____ Entries supplied

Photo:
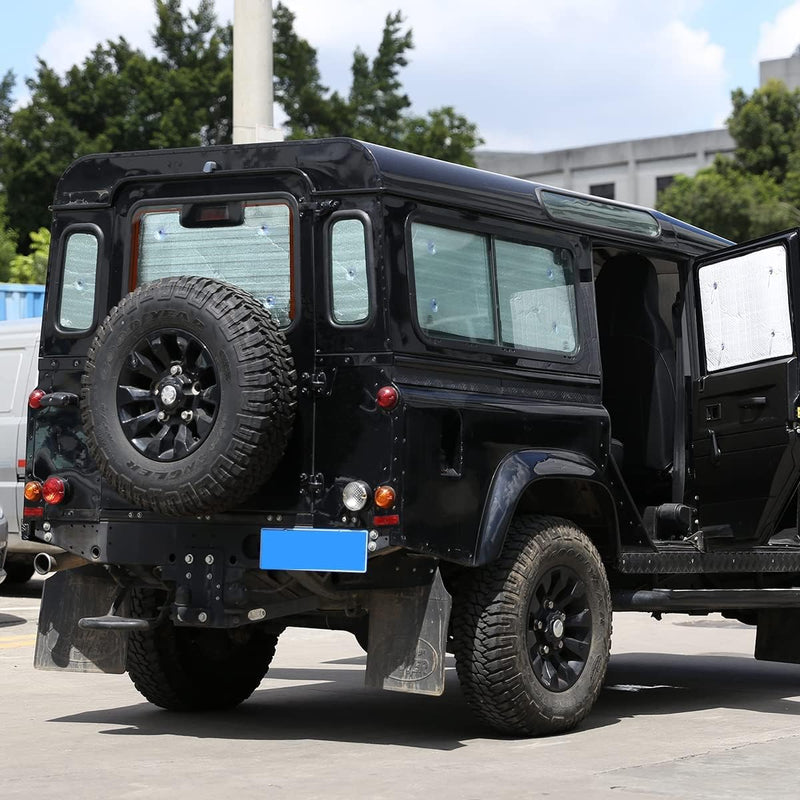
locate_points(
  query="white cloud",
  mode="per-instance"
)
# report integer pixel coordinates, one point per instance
(532, 74)
(85, 23)
(780, 38)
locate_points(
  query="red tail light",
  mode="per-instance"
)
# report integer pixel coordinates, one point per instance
(387, 398)
(54, 490)
(35, 398)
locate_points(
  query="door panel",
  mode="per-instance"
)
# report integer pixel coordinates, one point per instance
(745, 386)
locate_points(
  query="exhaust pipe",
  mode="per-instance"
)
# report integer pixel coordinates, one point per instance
(44, 563)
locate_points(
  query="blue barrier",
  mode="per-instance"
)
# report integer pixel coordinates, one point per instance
(21, 300)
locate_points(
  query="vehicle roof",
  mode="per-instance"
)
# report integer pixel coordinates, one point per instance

________

Please rewrite all the items above as a JSON list of strings, with one string per line and no blank lines. Leave the pictures out.

# [Finished exercise]
[
  "Photo:",
  "locate_points(",
  "  query=\"white cloud\",",
  "  mode=\"per-instance\"",
  ")",
  "# report integer pixel coordinates, one point per instance",
  "(532, 74)",
  "(85, 23)",
  "(780, 38)",
  "locate_points(",
  "  query=\"red tail light\",",
  "  mode=\"per-instance\"",
  ")",
  "# report integer pixel coordinates, one point per instance",
  "(387, 398)",
  "(54, 490)",
  "(35, 398)",
  "locate_points(",
  "  query=\"door panel\",",
  "  mode=\"per-instance\"",
  ")",
  "# report integer pixel coordinates, one point per instance",
  "(745, 386)",
  "locate_points(",
  "  query=\"exhaust pipe\",",
  "  mode=\"per-instance\"",
  ")",
  "# report integer pixel coordinates, one point per instance",
  "(44, 563)",
  "locate_points(",
  "  query=\"blue barrier\",",
  "  mode=\"per-instance\"",
  ")",
  "# report integer pixel coordinates, one point per instance",
  "(21, 300)",
  "locate_points(",
  "  query=\"vehicle roof\",",
  "  mode=\"per-instance\"",
  ")",
  "# report integer pixel coordinates, one point per instance"
]